• [Task]: The response should consist of the records that follow, repeated exactly.
- Opening Delimiter -
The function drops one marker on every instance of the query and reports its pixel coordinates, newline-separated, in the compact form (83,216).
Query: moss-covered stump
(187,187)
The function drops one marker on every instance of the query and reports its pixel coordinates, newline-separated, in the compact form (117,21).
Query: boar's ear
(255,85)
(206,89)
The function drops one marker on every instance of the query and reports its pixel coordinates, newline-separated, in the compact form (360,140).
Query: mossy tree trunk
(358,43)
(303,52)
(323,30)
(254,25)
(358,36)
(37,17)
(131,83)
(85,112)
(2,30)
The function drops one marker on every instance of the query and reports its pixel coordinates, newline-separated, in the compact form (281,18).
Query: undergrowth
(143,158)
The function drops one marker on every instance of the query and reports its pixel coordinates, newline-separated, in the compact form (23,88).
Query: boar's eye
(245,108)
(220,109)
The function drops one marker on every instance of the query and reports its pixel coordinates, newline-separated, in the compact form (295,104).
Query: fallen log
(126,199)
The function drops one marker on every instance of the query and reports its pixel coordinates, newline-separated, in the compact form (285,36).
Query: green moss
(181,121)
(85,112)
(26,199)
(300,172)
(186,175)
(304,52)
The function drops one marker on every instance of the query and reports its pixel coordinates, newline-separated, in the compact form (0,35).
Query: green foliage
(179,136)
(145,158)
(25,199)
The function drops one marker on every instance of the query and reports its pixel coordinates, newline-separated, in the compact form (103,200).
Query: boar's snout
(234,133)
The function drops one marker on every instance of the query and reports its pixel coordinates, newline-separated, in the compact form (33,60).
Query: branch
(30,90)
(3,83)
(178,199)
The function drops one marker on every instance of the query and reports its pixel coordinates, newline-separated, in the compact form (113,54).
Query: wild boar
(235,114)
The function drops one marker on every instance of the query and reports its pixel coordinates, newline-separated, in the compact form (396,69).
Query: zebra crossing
- Closing Delimiter -
• [Task answer]:
The function drops one marker on every instance of the query and reports its pixel coordinates, newline-separated, in the compact form (83,216).
Query: moss-covered stump
(187,187)
The function drops one marker on every instance of the query and reports its pixel coordinates, newline-separated, in the compact form (117,21).
Query: boar's ear
(255,85)
(206,89)
The function drops one marker on every instance of the query and reports its pixel coordinates, newline-separated, in the compact form (360,140).
Query: mossy tree trunk
(358,43)
(303,52)
(323,30)
(254,25)
(358,36)
(37,17)
(131,83)
(85,112)
(2,30)
The function drops one marker on every instance of the query and reports its pixel coordinates, newline-separated, in the compact form (281,18).
Query: undergrowth
(143,158)
The function drops one marker on every instance of the query and reports its pixel coordinates, newline-separated, in the compact form (23,88).
Query: boar's eye
(245,108)
(220,109)
The function drops one marker on every instance of the query and reports its pixel coordinates, newline-separated, in the compact form (295,104).
Query: fallen log
(126,199)
The function drops one marker on every instance of the query and reports its pixel coordinates, newline-separated, in the compact form (285,36).
Query: green moss
(181,121)
(85,112)
(26,199)
(300,172)
(186,175)
(304,52)
The function drops one marker on every instance of the query and reports its pixel coordinates, newline-separated, in the compact form (0,35).
Query: green foliage
(179,136)
(145,158)
(25,199)
The function drops one marker on every instance of the query and reports its pixel coordinates, newline-separated, in the compact form (103,200).
Query: boar's snout
(234,133)
The function drops one marker on every instance of the query and reports its pixel coordinates, newline-separated, in the compact form (33,60).
Query: branch
(30,90)
(3,83)
(178,199)
The function drops one marker on every instance of the query and reports its pixel coordinates, newline-separated, in the compact form (113,54).
Query: wild boar
(235,114)
The function drops one marker on every instance of the query and reports its pixel coordinates, newline-separated, in the compact form (396,69).
Query: zebra crossing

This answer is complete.